■ WRITTEN EXERCISE ■
Collect each line of the data below that contains the string "query". Copy every such line in full.

■ Extracted data entries ■
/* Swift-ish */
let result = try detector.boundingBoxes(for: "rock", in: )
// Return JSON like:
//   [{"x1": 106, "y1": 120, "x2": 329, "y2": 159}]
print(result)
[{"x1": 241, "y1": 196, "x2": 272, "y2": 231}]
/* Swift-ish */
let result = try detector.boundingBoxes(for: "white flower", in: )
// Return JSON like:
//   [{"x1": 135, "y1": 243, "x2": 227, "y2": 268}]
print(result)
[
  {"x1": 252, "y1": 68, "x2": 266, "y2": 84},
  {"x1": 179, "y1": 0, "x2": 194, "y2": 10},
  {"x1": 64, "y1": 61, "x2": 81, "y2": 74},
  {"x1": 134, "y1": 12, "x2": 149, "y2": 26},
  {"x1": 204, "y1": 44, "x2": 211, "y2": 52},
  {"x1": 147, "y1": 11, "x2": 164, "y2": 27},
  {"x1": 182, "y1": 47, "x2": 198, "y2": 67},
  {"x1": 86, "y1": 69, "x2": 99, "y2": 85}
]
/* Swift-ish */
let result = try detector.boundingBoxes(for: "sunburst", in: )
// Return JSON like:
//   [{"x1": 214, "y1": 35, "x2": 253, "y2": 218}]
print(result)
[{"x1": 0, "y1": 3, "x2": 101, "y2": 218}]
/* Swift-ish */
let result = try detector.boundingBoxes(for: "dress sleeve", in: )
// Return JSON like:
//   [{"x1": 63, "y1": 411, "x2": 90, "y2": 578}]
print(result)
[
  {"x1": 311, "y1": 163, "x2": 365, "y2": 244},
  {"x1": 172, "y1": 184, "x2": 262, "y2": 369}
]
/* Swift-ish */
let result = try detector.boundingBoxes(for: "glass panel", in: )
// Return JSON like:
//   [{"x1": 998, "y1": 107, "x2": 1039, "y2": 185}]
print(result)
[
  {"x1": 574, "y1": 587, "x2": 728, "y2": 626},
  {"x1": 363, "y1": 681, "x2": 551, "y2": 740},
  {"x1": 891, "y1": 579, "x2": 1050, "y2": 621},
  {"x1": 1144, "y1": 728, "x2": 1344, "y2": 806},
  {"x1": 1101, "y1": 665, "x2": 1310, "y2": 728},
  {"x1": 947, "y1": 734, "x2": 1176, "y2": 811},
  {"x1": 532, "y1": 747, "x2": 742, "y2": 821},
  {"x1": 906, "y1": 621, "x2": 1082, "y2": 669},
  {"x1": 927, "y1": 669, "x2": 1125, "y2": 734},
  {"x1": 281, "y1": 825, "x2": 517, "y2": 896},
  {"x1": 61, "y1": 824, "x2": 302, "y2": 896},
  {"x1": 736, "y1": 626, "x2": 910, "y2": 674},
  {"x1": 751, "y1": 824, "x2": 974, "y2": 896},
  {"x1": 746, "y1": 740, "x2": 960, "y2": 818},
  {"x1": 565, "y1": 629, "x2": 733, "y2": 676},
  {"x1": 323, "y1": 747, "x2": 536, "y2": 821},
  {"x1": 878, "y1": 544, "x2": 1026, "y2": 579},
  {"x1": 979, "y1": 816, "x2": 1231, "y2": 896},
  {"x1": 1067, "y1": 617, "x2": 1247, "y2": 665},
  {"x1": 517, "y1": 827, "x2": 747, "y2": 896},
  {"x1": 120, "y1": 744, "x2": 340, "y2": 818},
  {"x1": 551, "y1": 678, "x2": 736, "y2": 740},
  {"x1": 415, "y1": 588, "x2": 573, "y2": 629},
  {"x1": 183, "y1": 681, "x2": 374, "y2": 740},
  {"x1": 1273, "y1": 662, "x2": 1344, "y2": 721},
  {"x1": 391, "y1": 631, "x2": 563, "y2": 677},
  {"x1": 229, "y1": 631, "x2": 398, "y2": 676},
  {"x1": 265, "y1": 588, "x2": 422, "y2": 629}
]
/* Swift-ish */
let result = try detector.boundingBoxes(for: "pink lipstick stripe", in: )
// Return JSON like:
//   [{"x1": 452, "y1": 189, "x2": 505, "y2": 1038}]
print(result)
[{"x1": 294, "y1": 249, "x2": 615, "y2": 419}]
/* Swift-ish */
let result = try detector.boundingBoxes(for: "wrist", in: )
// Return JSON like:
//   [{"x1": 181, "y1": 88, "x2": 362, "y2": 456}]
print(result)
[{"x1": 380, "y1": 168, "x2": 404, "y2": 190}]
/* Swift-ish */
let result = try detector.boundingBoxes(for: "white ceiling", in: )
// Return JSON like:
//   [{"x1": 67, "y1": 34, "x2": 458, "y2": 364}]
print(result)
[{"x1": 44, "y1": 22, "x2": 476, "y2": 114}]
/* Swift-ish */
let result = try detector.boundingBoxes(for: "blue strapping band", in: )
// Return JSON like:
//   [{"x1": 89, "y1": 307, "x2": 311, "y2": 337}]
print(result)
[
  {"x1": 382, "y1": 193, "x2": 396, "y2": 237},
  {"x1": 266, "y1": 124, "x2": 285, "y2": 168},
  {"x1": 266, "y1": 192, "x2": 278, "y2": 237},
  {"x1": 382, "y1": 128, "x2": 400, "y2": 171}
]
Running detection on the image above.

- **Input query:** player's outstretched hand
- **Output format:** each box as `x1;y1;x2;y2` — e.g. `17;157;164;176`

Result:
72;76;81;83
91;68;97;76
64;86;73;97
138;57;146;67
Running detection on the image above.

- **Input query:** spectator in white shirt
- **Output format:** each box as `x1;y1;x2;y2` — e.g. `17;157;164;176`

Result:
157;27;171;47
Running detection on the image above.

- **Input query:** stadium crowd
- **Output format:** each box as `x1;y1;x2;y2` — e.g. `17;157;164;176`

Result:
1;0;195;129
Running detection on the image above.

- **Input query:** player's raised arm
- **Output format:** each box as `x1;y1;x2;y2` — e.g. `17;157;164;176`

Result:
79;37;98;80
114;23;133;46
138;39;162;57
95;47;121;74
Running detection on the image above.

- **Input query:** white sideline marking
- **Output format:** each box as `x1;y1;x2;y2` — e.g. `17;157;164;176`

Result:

■ WRITTEN RESPONSE ■
- **Input query:** player's outstretched hand
- **Input query:** spectator in white shirt
- **Input query:** stadium crowd
- **Input query:** player's raised arm
- **Input query:** white sideline marking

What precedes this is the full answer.